» Set task 1
In the listing below, copy out word for word the lines from the line with "of the jeans" to the line with "pixel 46 261", both of those lines included.

# What is Elviria like as a place to live?



## Chap (Nov 21, 2010)

Hello
we are coming out next month to view a number of villas we have identified in the Calahonda area and also in in Elviria. We think we have an understanding of Calahonda but I have never been to Elviria and of all the properties we are going to view the one villa there is stunning (via the web and brochures anyway!).

Our plan is to move over to live with our 12 year old son and he will go to an international school. If anyone knows Elviria and can give us any feedback on the area it would be appreciated. We are hoping to find an area with a strong community feeling, more residential than holiday homes, hopefully this will mean more children around for my son. It would be nice for there to be a small social hub, especially with locals and local expats ( we are both very sociable people, me golf and a pint the mrs cofee, relaxing and shopping)

Any info or suggestions of other areas that we should be considering would be welcomed. 

regards
Glenn


----------



## jojo (Sep 20, 2007)

Obviously I dont know your budget, but Elviria is quite expensive and as far as I know the nearest international school is in/near Marbella, Aloha College http://www.nabss.org/test/schools.php?school=aloCollege (a good one by all accounts tho) and again is quite expensive. We looked there when we first did our planning to move to Spain and yes, it is lovely, not sure about the community feel, it felt quite "holiday home-ish" to me - but that was simply cos we went to the beach area and had a walk around, there seemed to be alot of holiday makers there. Anyway, we decided it was a bit too pricey and looked further east!!

Jo xxx


----------



## lynn (Sep 25, 2008)

Chap said:


> Hello
> we are coming out next month to view a number of villas we have identified in the Calahonda area and also in in Elviria. We think we have an understanding of Calahonda but I have never been to Elviria and of all the properties we are going to view the one villa there is stunning (via the web and brochures anyway!).
> 
> Our plan is to move over to live with our 12 year old son and he will go to an international school. If anyone knows Elviria and can give us any feedback on the area it would be appreciated. We are hoping to find an area with a strong community feeling, more residential than holiday homes, hopefully this will mean more children around for my son. It would be nice for there to be a small social hub, especially with locals and local expats ( we are both very sociable people, me golf and a pint the mrs cofee, relaxing and shopping)
> ...


There is the EIC school in Elviria, which has a good reputation (and a hefty price tag!), and I believe there are a number of families based there, although as Jo has said, it is pricey and does swell into a holiday beehive come the summer...
Like Jo, we looked there when we were doing our planning, and we plumped for Mijas instead. Just a matter of taste and feel I guess, but for us, Sunny View was by far the best school and at half the price of EIC, and Mijas had more of a residential feel year round. Horses for courses though, and you need to come and look around. 

Lynn


----------



## Chap (Nov 21, 2010)

lynn said:


> There is the EIC school in Elviria, which has a good reputation (and a hefty price tag!), and I believe there are a number of families based there, although as Jo has said, it is pricey and does swell into a holiday beehive come the summer...
> Like Jo, we looked there when we were doing our planning, and we plumped for Mijas instead. Just a matter of taste and feel I guess, but for us, Sunny View was by far the best school and at half the price of EIC, and Mijas had more of a residential feel year round. Horses for courses though, and you need to come and look around.
> 
> Lynn


Thanks Lynn.
I will send you a private message if that is ok, I have had a great chat with Jo

regards


----------

[Dataset excerpts on object pointing]
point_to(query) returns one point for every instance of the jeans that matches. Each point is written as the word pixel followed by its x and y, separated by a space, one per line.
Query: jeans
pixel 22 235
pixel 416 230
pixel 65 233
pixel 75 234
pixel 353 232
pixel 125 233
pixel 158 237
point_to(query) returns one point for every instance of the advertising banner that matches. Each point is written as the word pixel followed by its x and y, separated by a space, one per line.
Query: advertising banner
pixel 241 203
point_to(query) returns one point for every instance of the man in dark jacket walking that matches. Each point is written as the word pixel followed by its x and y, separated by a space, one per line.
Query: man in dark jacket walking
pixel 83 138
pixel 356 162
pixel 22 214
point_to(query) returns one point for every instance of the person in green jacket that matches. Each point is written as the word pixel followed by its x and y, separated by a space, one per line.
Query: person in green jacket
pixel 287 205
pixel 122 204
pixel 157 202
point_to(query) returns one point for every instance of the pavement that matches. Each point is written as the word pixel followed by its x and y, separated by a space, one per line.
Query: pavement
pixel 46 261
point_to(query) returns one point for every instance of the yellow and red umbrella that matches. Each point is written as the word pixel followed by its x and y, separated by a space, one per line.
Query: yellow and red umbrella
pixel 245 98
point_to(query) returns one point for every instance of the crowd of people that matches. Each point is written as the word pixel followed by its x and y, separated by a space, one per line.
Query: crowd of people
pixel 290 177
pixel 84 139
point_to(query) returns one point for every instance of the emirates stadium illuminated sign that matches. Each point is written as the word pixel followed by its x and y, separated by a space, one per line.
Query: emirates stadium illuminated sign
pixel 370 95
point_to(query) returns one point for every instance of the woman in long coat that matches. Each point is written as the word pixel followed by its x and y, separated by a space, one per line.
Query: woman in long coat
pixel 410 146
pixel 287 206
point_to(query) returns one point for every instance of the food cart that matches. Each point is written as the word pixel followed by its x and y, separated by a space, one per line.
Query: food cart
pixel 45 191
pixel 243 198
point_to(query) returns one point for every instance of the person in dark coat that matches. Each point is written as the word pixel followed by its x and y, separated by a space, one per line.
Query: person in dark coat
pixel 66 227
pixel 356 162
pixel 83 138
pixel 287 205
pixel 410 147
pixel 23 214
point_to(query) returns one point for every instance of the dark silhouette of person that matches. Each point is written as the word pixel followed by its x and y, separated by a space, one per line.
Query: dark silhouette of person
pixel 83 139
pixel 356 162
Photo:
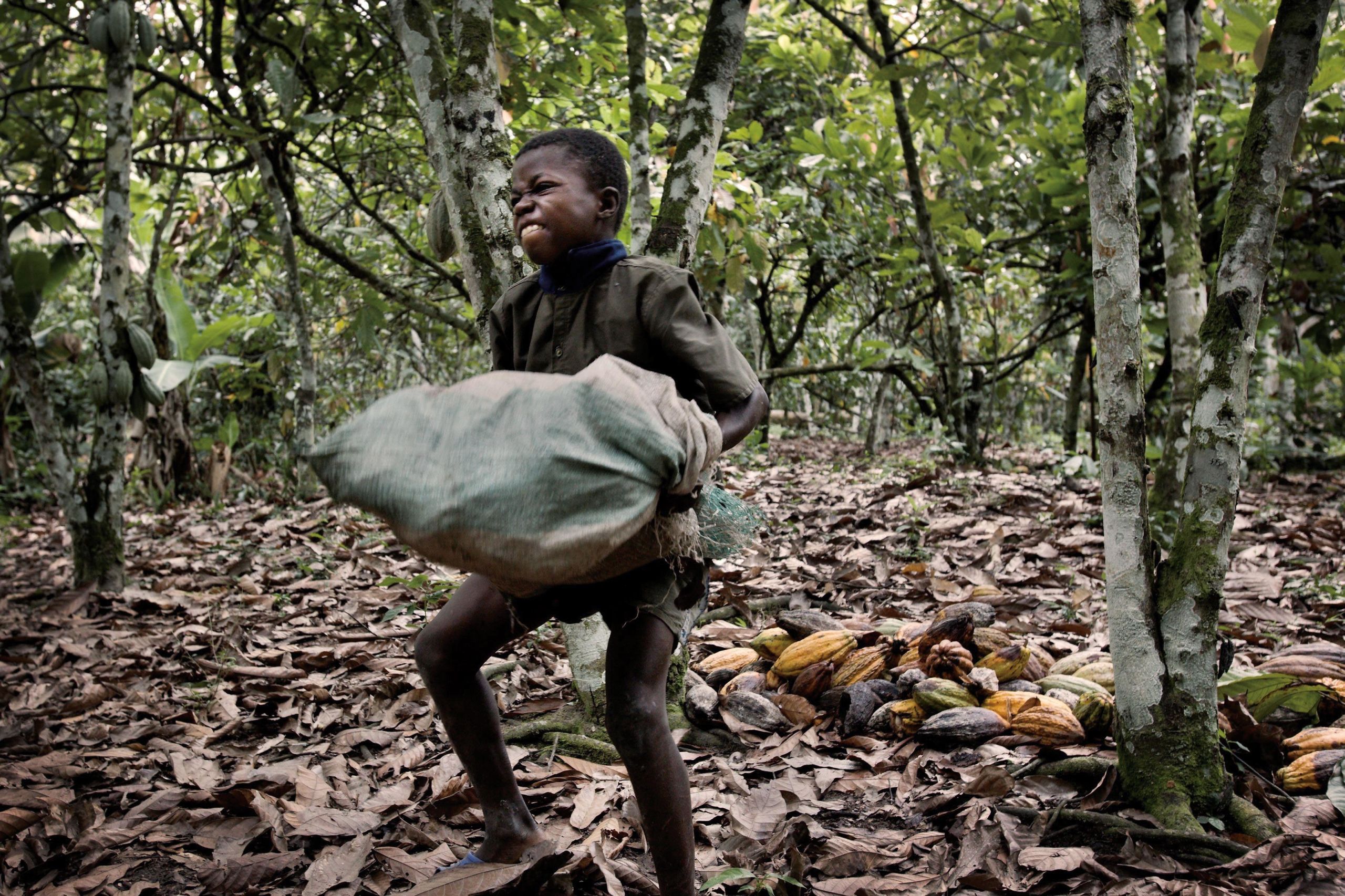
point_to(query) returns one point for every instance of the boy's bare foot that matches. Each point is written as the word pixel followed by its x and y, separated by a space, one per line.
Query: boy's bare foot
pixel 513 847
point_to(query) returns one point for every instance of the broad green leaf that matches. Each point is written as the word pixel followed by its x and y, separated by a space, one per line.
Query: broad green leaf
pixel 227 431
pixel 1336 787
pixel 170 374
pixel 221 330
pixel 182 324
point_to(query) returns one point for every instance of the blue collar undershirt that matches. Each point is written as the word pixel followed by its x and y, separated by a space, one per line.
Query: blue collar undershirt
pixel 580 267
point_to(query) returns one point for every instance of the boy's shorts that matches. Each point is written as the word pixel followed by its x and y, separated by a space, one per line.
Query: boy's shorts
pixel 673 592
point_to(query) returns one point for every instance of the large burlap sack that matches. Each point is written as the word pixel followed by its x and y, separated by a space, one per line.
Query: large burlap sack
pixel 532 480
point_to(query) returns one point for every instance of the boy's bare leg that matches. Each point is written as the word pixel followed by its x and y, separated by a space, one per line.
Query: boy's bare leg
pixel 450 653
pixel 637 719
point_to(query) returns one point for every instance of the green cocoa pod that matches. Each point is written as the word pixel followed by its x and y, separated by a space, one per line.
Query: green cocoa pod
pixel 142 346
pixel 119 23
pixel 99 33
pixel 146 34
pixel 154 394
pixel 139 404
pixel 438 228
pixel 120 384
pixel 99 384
---
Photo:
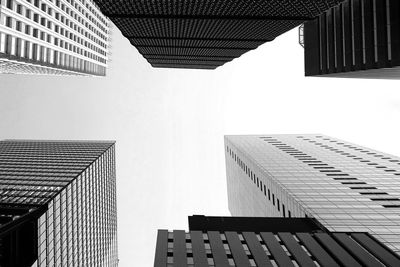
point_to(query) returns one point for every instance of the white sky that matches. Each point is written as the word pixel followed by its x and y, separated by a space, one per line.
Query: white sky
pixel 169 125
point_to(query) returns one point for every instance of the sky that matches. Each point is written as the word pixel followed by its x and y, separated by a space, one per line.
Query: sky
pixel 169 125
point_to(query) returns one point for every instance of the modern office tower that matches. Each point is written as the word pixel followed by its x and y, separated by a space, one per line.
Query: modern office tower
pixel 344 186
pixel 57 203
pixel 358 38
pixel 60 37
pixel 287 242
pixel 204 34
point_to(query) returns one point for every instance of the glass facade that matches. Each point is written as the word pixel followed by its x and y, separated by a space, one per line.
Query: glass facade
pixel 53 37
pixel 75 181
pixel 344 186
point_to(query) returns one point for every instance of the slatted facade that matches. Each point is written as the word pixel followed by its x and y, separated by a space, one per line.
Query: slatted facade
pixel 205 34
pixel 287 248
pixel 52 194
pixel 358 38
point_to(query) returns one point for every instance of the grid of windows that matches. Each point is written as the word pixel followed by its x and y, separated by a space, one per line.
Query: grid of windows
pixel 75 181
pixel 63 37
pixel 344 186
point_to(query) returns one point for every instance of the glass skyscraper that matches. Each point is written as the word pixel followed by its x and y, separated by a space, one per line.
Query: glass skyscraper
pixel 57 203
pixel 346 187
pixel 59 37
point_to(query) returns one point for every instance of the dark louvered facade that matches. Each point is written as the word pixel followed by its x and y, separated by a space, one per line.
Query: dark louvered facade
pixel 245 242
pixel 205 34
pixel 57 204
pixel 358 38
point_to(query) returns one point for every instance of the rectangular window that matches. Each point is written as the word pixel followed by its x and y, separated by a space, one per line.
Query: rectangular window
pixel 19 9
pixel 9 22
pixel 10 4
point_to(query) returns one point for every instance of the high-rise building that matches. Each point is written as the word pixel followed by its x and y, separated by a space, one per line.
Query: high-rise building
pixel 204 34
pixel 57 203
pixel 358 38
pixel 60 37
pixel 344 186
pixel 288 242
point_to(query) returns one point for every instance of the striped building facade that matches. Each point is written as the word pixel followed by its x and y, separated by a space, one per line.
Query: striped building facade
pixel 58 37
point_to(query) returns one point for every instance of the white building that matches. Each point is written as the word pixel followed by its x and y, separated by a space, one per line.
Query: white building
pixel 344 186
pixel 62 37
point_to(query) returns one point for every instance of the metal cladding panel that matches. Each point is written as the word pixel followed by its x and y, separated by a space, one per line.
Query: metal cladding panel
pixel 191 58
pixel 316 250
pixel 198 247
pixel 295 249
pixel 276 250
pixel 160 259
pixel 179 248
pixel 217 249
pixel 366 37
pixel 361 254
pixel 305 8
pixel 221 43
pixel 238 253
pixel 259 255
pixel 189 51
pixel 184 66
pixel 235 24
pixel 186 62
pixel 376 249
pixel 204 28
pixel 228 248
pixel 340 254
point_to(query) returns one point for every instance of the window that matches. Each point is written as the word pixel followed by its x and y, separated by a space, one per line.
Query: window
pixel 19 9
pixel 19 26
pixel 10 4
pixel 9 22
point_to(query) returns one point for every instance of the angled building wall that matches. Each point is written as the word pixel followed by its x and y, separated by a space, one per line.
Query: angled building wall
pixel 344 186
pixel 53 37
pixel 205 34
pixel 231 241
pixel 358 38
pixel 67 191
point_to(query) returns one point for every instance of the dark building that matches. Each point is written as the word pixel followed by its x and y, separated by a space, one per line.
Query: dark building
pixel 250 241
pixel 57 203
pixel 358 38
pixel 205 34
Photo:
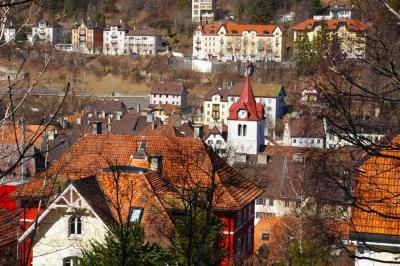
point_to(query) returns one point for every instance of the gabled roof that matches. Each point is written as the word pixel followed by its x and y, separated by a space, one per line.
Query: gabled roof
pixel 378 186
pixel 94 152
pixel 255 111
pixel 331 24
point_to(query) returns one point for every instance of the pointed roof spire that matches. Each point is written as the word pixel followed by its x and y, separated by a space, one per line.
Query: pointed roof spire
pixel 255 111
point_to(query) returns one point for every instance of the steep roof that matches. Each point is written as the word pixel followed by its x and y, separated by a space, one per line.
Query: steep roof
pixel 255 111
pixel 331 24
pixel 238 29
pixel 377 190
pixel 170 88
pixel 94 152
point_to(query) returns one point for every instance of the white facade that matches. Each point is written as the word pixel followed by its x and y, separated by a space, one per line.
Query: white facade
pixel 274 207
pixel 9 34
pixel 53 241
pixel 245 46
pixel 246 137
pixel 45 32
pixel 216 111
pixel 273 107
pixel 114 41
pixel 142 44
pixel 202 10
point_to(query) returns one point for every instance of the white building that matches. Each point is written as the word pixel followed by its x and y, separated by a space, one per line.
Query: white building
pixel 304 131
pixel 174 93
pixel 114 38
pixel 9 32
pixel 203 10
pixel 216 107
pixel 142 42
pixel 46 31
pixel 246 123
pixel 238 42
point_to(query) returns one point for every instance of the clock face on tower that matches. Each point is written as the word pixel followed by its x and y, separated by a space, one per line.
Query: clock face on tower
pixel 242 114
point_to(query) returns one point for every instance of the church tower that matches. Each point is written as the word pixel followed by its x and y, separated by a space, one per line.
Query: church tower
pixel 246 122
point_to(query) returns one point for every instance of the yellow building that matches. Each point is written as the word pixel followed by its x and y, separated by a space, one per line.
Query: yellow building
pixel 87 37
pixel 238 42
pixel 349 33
* * *
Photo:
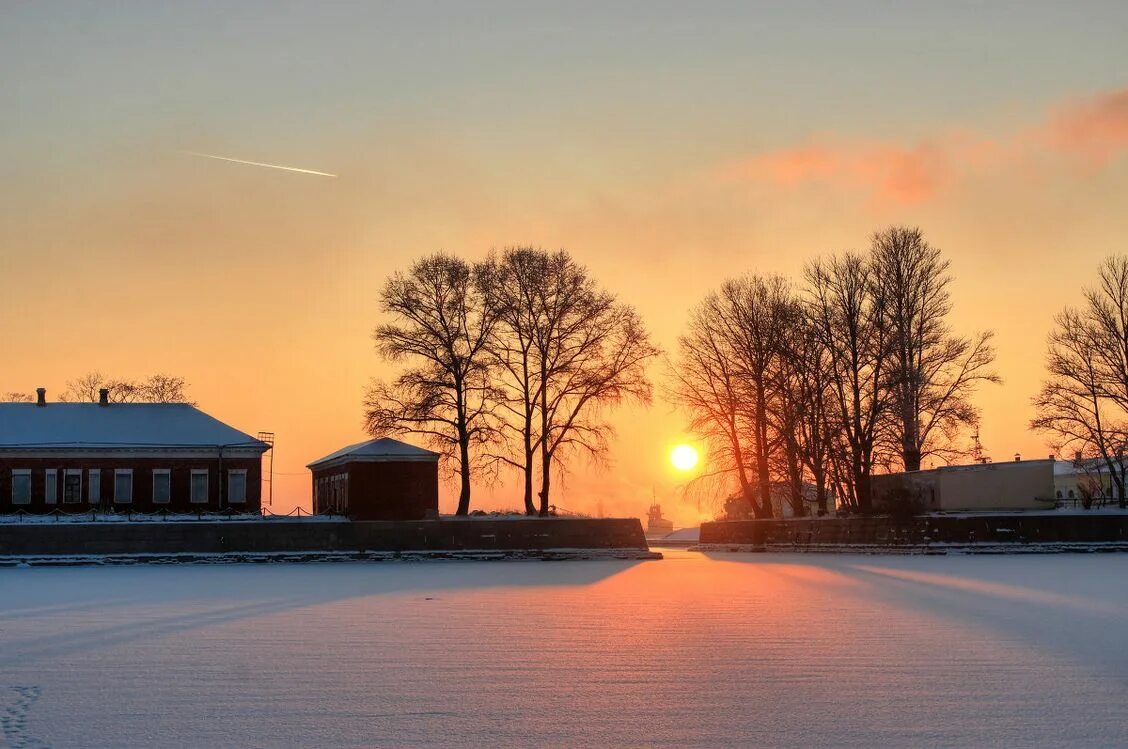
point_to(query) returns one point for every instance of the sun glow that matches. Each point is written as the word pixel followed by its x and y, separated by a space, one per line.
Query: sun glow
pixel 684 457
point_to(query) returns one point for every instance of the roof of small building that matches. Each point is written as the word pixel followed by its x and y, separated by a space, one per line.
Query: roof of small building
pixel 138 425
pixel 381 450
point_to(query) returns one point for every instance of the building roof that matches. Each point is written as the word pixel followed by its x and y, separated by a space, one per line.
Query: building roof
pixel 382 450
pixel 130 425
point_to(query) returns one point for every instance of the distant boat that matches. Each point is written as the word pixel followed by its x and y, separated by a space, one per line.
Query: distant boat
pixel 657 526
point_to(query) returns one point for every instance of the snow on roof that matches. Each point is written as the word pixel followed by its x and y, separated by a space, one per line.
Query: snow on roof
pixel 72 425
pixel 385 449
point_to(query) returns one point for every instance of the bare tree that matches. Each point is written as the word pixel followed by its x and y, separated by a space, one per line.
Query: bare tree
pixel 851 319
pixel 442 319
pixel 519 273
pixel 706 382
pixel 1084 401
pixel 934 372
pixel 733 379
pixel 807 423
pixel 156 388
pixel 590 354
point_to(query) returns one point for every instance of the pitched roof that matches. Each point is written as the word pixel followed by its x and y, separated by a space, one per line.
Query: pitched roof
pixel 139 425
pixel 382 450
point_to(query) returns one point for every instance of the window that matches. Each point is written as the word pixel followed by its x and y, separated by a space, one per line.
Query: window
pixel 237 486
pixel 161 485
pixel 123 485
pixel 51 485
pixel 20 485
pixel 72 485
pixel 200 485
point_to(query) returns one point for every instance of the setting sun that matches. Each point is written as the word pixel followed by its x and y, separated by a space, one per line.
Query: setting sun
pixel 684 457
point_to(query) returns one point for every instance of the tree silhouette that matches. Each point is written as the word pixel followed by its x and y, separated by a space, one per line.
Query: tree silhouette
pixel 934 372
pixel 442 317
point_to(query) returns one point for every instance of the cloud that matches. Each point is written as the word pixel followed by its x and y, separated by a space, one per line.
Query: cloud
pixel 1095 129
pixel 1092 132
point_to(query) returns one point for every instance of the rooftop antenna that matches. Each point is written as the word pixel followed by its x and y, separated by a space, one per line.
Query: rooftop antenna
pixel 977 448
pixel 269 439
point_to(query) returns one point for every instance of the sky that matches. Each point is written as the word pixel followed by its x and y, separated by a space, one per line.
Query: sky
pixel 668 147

» Set task 2
Repeat the passage of the forum thread about Elviria above, verbatim, from "Any info or" to "looked further east!!".

» Reply 1
point_to(query) returns one point for every instance of the jeans that matches. Each point is written as the word pixel followed by its x and y, separated by a space, one per line.
Query: jeans
pixel 22 235
pixel 416 230
pixel 65 233
pixel 75 234
pixel 353 232
pixel 125 233
pixel 158 237
point_to(query) returns one point for every instance of the advertising banner that matches. Each point is written as the word pixel followed by its x and y, separated by a space, one per line.
Query: advertising banner
pixel 241 203
point_to(query) returns one point for every instance of the man in dark jacket walking that matches. Each point is written as the word pixel followed by its x and y, separated by a space, one per line.
Query: man in dark jacket walking
pixel 83 138
pixel 356 162
pixel 22 214
point_to(query) returns one point for every instance of the person in green jacket that matches. Each point is written as the word pixel followed by its x and y, separated by a space, one per line.
Query: person in green jacket
pixel 287 205
pixel 122 204
pixel 157 202
point_to(query) returns one point for every instance of the pavement that matches. Each point is written as the word pixel followed by its x and y, separated by a space, one per line.
Query: pavement
pixel 46 261

» Reply 2
Any info or suggestions of other areas that we should be considering would be welcomed. 

regards
Glenn


----------



## jojo (Sep 20, 2007)

Obviously I dont know your budget, but Elviria is quite expensive and as far as I know the nearest international school is in/near Marbella, Aloha College http://www.nabss.org/test/schools.php?school=aloCollege (a good one by all accounts tho) and again is quite expensive. We looked there when we first did our planning to move to Spain and yes, it is lovely, not sure about the community feel, it felt quite "holiday home-ish" to me - but that was simply cos we went to the beach area and had a walk around, there seemed to be alot of holiday makers there. Anyway, we decided it was a bit too pricey and looked further east!!